Отрывок:
Сложность процессов, протекающих в душе и уме героя, оборачивается запутанностью, а подчас и абсолютной нечитабельностью языка. И причина этой вязкости, сквозь которую так трудно прорваться, не только в явном избытке образов и сравнений, причина в том, что эти сравнения и образы не складываются в целое, между ними не прослеживается связи, причем не только и не столько логической, но и ассоциативной, импрессионистической, интуитивной — любой. Когда мы читаем “по табору улицы темной”, мы отчего-то не задаем себе вопроса, в чем смысл этой метафоры, да и вообще мыслима ли она, — мы легко ей верим, настолько она убедительна. В прозе Кононова поток сравнений часто оказывается вполне посторонним по отношению к предмету описания и скорее разрушает, чем воссоздает его. “Ушлое волоконце”, “ефрейторский детерминизм” и “хлыстовское будущее” не складываются в орнамент, пусть затейливый, пусть непонятный и странный, — не складывается ни в какой. Это не внутренний мир, это раскиданные по столу хирурга внутренности.

Имя главного героя романа — Ганя, Ганимед. И если это аллюзия, связанная со знаменитой рембрандтовской картиной-шуткой “Похищение Ганимеда”, где подхваченный орлом Ганимед изображен в виде младенца, от страха пускающего струю, то надо отдать должное авторской самоиронии (как уже говорилось, мотивы детства и мочеиспускания — не последние в романе). Но вероятнее все же, Рембрандт тут ни при чем, слишком серьезно Кононов относится к своему герою, и вычурное имя — скорее всего указание на непростоту героя, а возможно, и намек на смутную историю с гомосексуальным оттенком, случившуюся когда-то с Ганей и его другом...

Задание 1:
Перепишите строки записей от строки с «# point at: skin» до строки с «# point at: stadium» включительно, подставив «red jersey» вместо «white jersey». Остальное оставьте без изменений.

Исходные данные:
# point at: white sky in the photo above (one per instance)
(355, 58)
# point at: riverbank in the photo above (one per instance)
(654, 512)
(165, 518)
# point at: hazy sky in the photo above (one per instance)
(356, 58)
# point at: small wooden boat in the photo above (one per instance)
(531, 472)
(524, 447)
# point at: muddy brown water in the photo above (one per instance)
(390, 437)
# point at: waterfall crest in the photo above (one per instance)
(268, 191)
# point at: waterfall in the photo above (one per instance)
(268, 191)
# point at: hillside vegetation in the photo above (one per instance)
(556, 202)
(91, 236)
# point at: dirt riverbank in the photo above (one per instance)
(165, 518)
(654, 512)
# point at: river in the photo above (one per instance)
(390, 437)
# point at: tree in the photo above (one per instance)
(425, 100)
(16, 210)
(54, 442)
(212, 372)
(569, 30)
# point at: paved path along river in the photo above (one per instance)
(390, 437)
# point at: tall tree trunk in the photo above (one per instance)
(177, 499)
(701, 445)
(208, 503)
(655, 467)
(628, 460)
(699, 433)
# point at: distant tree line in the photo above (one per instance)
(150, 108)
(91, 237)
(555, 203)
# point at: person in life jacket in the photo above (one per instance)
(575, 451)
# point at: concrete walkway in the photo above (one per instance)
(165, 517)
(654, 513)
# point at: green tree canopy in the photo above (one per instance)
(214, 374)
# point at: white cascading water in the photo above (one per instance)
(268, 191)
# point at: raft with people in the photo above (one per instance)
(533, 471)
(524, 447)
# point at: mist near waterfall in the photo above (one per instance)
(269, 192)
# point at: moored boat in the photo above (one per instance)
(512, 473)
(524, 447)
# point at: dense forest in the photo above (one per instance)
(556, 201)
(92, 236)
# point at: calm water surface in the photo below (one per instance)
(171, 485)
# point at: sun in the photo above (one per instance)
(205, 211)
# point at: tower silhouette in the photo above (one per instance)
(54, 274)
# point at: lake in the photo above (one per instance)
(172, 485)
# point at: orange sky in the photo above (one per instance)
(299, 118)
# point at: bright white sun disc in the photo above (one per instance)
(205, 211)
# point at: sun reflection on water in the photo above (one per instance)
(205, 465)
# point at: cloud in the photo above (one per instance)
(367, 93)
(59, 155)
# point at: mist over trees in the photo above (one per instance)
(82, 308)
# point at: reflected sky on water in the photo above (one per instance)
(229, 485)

---

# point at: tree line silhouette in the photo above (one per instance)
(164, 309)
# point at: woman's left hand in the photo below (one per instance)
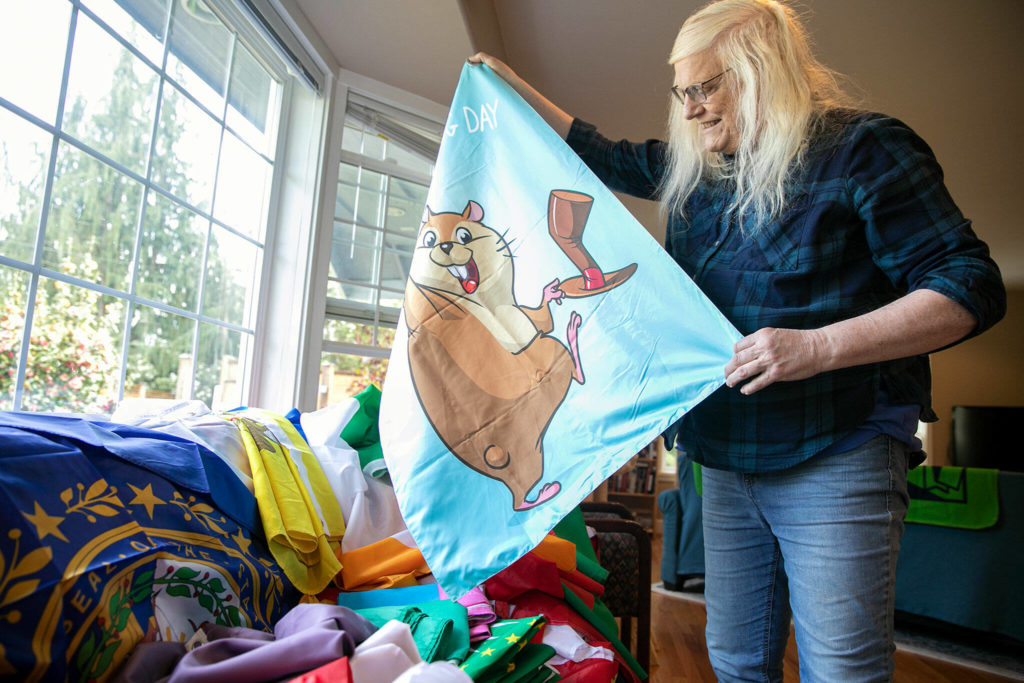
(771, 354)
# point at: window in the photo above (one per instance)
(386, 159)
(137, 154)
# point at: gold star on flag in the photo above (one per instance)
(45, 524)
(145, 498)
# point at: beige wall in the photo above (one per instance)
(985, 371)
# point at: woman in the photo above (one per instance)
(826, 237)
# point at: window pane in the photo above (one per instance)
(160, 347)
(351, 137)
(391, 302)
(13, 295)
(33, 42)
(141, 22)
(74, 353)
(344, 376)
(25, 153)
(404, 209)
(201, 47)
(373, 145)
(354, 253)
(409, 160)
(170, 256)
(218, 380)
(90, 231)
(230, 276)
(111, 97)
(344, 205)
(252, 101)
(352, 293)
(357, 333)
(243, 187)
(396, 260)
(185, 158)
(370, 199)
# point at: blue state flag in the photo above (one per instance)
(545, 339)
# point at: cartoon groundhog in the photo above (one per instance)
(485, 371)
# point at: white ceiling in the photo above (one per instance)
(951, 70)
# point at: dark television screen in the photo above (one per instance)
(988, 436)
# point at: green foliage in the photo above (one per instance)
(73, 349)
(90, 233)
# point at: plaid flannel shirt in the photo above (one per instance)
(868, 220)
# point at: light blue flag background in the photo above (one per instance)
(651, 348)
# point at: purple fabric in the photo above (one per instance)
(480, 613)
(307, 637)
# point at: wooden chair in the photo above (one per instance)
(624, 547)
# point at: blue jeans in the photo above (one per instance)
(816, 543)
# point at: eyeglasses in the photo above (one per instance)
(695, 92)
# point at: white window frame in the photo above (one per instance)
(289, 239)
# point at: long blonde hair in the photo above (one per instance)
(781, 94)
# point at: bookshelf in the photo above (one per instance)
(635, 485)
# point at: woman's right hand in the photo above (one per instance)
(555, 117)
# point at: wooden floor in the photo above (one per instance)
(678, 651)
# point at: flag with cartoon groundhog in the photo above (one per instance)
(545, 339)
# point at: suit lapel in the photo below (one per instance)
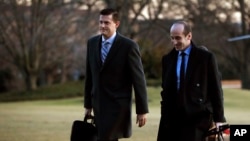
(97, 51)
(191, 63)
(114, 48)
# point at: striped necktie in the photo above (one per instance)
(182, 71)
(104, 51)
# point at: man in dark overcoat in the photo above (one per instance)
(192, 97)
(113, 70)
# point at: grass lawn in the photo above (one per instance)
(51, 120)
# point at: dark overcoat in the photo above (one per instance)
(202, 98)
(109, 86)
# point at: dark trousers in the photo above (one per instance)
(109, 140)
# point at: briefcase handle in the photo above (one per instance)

...

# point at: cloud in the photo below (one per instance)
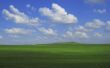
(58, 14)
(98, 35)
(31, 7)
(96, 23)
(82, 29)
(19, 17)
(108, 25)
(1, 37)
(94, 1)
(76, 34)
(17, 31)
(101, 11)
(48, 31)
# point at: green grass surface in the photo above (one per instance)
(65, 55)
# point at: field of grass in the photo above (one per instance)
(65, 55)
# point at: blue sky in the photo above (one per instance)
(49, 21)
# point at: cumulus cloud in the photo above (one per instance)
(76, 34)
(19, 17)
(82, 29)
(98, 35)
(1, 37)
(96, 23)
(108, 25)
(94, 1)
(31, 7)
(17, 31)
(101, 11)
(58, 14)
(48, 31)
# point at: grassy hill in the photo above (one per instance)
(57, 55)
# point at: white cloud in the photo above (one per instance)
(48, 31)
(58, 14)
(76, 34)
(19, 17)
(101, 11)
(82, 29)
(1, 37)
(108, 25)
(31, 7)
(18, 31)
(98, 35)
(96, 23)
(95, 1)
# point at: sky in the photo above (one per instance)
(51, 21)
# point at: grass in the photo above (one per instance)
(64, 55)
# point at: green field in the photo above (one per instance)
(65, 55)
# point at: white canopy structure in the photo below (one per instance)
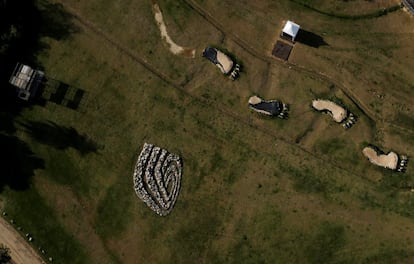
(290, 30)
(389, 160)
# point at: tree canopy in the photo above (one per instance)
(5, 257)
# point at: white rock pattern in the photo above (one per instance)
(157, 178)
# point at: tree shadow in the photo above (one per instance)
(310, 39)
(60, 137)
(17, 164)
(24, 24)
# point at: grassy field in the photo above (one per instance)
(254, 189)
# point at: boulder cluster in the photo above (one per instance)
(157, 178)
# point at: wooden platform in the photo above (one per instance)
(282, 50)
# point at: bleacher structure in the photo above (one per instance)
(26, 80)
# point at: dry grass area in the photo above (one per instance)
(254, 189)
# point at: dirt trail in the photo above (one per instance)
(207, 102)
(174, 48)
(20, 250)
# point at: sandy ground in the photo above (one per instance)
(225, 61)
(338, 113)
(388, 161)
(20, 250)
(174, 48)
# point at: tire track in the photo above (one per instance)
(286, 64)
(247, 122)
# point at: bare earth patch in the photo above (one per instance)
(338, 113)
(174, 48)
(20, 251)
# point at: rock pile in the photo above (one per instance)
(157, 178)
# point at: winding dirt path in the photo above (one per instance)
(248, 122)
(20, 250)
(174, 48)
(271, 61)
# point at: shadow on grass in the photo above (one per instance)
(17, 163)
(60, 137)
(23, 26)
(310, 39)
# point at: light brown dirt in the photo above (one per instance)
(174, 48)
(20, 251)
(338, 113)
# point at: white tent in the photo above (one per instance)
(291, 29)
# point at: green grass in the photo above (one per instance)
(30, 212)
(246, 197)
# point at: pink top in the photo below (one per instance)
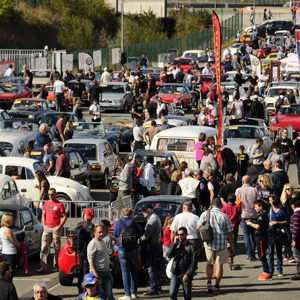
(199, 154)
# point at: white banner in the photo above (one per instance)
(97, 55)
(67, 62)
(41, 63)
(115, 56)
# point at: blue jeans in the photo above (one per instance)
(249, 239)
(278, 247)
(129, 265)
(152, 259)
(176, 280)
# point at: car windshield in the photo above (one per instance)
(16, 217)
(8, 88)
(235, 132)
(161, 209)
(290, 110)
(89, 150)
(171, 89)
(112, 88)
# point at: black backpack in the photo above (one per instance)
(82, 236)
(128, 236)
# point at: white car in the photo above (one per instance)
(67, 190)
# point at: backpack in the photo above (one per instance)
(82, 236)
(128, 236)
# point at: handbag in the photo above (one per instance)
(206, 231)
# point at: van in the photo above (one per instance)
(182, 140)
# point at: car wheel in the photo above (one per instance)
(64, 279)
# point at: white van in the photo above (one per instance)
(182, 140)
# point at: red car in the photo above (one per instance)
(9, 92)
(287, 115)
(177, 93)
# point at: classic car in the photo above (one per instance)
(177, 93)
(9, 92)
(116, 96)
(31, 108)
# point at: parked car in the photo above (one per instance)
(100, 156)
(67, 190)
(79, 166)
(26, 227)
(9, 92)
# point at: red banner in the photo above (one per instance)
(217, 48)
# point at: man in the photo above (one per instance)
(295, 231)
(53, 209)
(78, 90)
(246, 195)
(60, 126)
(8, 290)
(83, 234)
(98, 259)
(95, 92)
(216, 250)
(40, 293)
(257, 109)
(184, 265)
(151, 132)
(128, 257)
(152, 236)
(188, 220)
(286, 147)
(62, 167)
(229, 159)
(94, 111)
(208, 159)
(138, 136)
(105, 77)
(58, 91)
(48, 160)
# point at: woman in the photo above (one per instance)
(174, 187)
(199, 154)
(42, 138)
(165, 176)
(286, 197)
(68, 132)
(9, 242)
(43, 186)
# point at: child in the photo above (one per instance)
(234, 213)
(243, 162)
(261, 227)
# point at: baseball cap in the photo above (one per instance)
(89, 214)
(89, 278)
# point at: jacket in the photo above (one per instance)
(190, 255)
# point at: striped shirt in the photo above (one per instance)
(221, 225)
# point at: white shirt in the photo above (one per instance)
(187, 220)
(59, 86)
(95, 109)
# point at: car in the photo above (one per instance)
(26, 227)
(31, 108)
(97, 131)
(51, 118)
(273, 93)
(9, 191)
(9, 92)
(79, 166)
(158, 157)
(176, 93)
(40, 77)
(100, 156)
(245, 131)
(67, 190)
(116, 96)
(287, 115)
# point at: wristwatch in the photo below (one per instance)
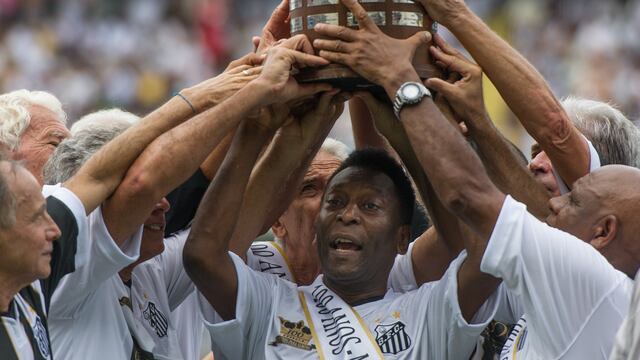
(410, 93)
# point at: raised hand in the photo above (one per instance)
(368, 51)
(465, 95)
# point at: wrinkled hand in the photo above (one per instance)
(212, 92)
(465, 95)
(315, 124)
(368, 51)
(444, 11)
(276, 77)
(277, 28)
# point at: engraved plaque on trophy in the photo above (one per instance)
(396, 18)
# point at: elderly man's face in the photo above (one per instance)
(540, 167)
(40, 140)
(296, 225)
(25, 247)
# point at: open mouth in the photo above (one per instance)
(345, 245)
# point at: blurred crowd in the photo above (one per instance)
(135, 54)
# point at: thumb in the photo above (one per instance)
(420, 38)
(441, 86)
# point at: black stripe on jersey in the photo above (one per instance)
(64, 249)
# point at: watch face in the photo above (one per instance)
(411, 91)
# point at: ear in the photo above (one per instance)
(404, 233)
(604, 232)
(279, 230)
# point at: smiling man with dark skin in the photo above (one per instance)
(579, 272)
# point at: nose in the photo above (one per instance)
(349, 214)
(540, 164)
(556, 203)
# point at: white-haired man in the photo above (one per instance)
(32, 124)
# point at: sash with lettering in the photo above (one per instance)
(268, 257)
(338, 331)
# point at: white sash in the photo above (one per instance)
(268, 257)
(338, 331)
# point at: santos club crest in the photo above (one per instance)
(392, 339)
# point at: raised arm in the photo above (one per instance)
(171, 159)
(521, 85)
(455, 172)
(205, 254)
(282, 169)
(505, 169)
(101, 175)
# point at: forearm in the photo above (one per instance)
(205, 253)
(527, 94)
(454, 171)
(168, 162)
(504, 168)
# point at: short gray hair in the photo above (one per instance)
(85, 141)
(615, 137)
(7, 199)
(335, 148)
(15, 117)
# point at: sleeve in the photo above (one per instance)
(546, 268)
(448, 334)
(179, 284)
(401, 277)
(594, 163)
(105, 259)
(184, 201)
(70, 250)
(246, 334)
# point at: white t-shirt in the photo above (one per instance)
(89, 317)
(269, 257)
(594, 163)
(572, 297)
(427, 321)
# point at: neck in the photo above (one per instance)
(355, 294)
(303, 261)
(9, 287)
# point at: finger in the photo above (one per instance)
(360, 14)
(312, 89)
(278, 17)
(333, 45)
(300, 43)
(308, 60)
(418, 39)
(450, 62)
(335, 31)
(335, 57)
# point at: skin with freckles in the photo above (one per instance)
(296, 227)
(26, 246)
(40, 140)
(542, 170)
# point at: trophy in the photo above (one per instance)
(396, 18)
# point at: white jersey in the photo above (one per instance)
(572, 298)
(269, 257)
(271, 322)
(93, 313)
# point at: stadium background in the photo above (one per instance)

Задание 2:
Ответьте по отрывку:
(a) Какие три выражения из прозы Кононова названы не складывающимися в орнамент?
(b) Как зовут главного героя романа?
(c) Какая картина Рембрандта упоминается?

Правильный ответ 1:
# point at: skin with freckles in the photo above (one per instance)
(296, 227)
(26, 246)
(40, 140)
(542, 170)
# point at: trophy in the photo above (one per instance)
(396, 18)
# point at: red jersey in the photo above (one per instance)
(572, 298)
(269, 257)
(271, 322)
(93, 313)
# point at: stadium background in the photo above (one per instance)

Правильный ответ 2:
(a) «Ушлое волоконце», «ефрейторский детерминизм» и «хлыстовское будущее».
(b) Ганя, Ганимед.
(c) «Похищение Ганимеда».